## [Instructions to follow]
Collect every line of the following records that contains the string "below", treating uppercase and lowercase as different.

## [Stored data]

"""

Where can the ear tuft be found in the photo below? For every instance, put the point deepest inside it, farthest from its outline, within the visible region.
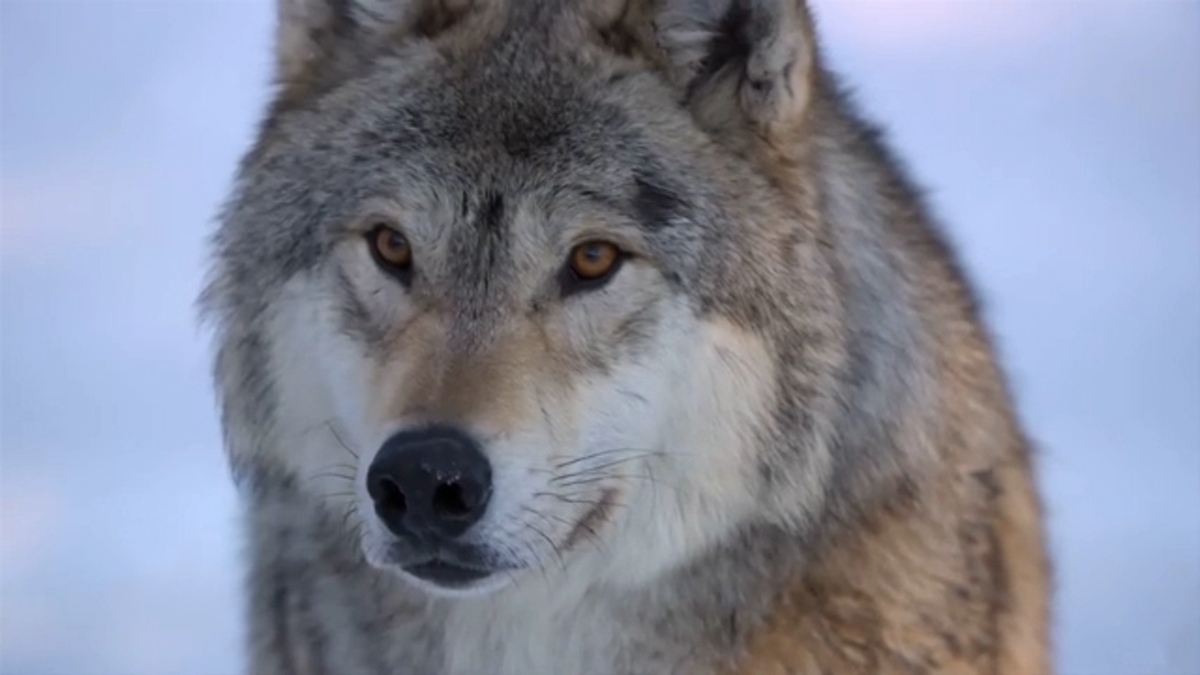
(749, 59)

"""
"""

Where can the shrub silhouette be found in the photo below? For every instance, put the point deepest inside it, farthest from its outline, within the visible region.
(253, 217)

"""
"""

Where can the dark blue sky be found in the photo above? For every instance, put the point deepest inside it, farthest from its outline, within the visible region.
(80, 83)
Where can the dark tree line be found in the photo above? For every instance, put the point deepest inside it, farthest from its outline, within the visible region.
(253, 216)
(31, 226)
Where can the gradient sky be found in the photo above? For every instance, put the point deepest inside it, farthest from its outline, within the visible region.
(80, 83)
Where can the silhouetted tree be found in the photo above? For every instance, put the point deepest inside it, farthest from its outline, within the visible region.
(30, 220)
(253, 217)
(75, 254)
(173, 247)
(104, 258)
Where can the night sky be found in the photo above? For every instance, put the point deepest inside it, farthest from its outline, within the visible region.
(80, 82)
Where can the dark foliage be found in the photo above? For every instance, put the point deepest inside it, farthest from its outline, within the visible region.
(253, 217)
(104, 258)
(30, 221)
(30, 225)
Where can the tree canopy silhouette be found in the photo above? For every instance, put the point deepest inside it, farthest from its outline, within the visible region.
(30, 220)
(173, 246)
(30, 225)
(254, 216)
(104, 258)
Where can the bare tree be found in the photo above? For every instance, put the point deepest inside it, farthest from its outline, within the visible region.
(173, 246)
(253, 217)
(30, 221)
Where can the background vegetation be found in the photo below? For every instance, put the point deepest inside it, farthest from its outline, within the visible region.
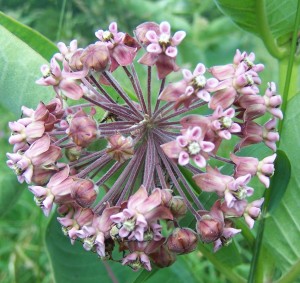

"""

## [Solved exercise]
Where can the ear tuft be found in the photo below? For every instance, put the point deepest inside it, farthest from its outline, within the visible region.
Where can the shrub silhouette be found in the photo below? For every instance, put the point deepest inside it, farthest from its outline, within the visible region.
Where can the background vegetation be found in the photo below? For every instance, put the point deepest inside it, farthest from its outline, within the visible region.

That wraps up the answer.